--- Begin ---
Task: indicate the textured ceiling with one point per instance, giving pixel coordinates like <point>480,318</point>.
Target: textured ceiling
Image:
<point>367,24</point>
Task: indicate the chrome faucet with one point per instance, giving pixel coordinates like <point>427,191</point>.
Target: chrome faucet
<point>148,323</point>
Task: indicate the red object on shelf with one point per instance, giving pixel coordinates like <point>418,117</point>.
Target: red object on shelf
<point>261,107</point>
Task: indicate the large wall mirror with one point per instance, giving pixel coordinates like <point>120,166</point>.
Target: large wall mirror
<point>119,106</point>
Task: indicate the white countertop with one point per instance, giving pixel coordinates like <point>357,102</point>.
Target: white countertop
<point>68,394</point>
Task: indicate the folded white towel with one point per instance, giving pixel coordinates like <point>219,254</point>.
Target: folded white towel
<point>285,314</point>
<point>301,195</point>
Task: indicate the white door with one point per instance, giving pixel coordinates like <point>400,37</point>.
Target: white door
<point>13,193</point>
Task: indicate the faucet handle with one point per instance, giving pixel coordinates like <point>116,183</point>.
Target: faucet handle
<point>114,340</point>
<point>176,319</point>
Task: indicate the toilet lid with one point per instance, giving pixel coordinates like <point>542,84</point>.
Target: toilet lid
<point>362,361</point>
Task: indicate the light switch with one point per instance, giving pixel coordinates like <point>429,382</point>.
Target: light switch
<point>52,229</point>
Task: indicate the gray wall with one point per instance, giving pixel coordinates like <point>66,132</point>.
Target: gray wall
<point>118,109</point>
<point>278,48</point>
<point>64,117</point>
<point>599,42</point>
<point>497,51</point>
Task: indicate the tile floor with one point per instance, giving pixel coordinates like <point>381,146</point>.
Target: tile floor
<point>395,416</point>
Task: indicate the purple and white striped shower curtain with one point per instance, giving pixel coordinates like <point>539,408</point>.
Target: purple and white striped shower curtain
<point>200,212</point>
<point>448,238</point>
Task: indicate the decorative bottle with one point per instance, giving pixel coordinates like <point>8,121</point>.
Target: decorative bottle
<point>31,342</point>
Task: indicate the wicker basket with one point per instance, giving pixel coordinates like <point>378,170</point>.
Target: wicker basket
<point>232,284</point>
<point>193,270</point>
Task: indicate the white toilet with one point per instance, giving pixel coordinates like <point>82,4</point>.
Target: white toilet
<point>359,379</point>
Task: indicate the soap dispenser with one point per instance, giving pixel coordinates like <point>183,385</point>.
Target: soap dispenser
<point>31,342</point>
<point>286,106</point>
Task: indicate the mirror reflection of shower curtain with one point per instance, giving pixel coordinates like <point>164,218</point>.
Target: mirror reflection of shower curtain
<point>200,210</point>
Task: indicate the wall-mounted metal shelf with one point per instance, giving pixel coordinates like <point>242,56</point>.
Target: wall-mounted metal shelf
--- End ---
» **WHAT YOU NEED TO DO**: Resize the lines from the first line through the line containing "<point>68,394</point>", both ends included, by writing out every line in that span again. Multiply each coordinate in the answer points by 0.5 and round to whole numbers, with halves rounding up, and leave all other numbers unchanged.

» **SOLVED PROBLEM**:
Task: indicate the textured ceiling with one point per instance, giving pixel coordinates like <point>480,318</point>.
Target: textured ceiling
Image:
<point>184,12</point>
Task: indicate the chrome faucet with one point per instance, giving pixel coordinates like <point>427,191</point>.
Target: chrome faucet
<point>74,162</point>
Task: indicate the red object on shelf with one point per instance, giving pixel coordinates like <point>418,117</point>.
Target: red object on shelf
<point>131,54</point>
Task: indicate the large wall mirror with one point per instance, giving pixel coordinates like <point>120,166</point>.
Target: large wall mirror
<point>60,53</point>
Task: indicate the white countertop with one point per instance, giving pixel coordinates like <point>357,102</point>.
Target: white countertop
<point>34,197</point>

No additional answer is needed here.